* _Given instruction_
Retype the entries below, from the line containing "Implementations MUST put a point on every instance of the flying" through the end of the entries, with both ends included and the pictures omitted.

(Data listing)
****

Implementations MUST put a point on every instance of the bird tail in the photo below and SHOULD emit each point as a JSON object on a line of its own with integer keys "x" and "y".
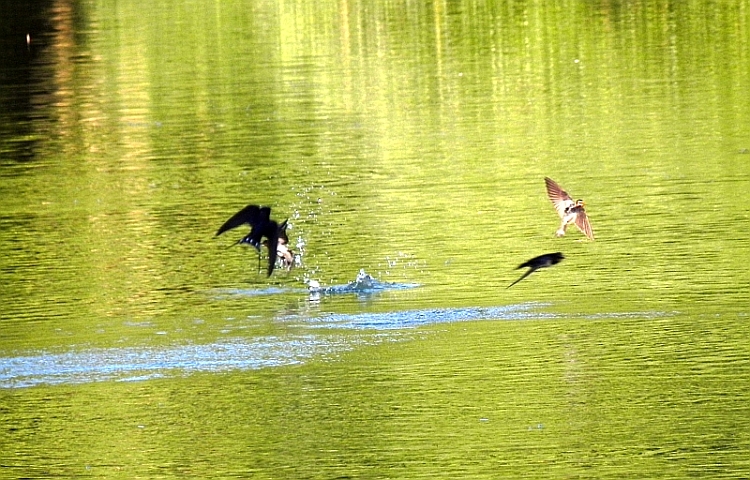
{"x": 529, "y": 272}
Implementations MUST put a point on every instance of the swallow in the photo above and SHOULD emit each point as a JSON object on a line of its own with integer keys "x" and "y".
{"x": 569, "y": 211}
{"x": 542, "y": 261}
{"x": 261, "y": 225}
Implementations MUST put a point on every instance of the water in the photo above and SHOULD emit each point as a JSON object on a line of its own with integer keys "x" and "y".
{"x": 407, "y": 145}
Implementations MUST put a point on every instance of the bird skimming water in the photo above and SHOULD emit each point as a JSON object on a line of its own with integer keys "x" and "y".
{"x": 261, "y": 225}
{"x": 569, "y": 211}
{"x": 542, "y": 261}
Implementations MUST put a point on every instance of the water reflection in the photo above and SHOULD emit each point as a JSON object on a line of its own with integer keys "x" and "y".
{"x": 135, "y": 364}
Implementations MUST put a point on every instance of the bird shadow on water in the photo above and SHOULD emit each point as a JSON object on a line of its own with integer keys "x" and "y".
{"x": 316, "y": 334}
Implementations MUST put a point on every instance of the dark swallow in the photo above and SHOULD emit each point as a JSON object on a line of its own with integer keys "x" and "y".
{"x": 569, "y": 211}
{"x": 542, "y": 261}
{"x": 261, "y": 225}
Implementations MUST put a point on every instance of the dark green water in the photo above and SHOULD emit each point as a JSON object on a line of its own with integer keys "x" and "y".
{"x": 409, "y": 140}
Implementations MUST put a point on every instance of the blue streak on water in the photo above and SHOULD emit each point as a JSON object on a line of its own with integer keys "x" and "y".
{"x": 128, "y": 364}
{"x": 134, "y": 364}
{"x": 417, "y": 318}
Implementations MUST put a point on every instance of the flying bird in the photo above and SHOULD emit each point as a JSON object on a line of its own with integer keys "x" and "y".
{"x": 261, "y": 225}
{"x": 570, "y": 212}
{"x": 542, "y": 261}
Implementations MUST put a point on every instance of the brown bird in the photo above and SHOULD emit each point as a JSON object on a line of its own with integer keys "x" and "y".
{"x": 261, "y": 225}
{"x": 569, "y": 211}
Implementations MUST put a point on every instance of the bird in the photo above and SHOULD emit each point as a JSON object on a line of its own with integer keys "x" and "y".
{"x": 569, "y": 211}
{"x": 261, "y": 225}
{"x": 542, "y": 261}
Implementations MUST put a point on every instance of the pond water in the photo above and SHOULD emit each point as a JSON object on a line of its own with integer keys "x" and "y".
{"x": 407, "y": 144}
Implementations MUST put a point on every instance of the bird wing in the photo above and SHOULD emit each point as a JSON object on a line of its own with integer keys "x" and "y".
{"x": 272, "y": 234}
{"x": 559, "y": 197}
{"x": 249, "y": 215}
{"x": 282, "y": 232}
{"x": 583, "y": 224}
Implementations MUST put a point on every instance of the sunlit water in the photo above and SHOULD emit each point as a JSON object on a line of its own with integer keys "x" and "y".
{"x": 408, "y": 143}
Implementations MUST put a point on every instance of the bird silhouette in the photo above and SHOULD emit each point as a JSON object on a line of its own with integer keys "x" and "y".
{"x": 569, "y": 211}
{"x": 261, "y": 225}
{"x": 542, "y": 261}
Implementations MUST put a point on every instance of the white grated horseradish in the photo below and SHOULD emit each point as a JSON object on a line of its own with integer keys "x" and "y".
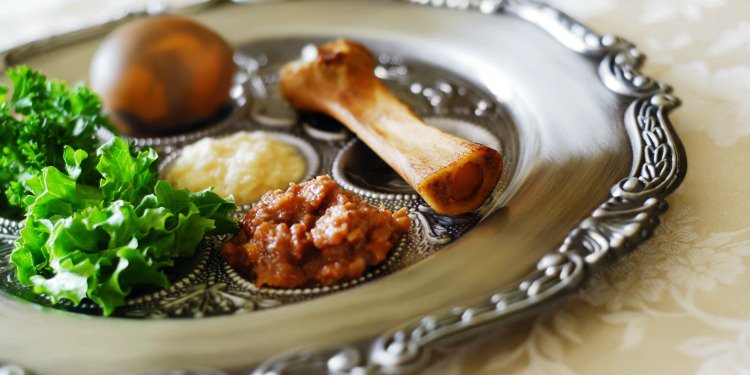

****

* _Reply to the exercise_
Implementations MUST put a point on every instance of the flying bird in the photo above and SHOULD emit each point as a JSON object on a line of its own with integer keys "x" and "y".
{"x": 261, "y": 225}
{"x": 570, "y": 212}
{"x": 542, "y": 261}
Implementations MUST put a point on every instance of the brown bird in the photo above and SHOULD emit each point as a JSON object on a line of its own with integer keys "x" and "y".
{"x": 261, "y": 225}
{"x": 569, "y": 211}
Implementations MUST put a point on every instance of the bird in the photo above and SHOULD emit each point as a JSON object on a line of its own with integer keys "x" and "y".
{"x": 569, "y": 211}
{"x": 261, "y": 225}
{"x": 542, "y": 261}
Implementations MUST put a point on every instance of the pond water in the photo above and SHOULD emit each point as a JSON object on a line of its own with integer keys "x" and "y".
{"x": 407, "y": 144}
Implementations MUST put a point on every instance of the bird wing in the photo above and SHOULD emit each point as a JSON object on a line of its own with integer keys "x" and "y".
{"x": 272, "y": 234}
{"x": 559, "y": 197}
{"x": 249, "y": 215}
{"x": 282, "y": 232}
{"x": 583, "y": 224}
Implementations MUST put a point on every instance of the sunlit water in the photo above and SHOULD emit each point as a JSON object on a line of its own with integer keys "x" and "y".
{"x": 408, "y": 143}
Implementations MUST put a point on every instance of the bird silhouette in the photo above and SHOULD emit each point as a JSON object on a line of its own with integer keys "x" and "y".
{"x": 569, "y": 211}
{"x": 261, "y": 225}
{"x": 542, "y": 261}
Implementations MUST put a point on every instance of the white grated horseradish in the photo below and SHOULD emit each point as a JSON object on a line of its own with integer keys "x" and "y".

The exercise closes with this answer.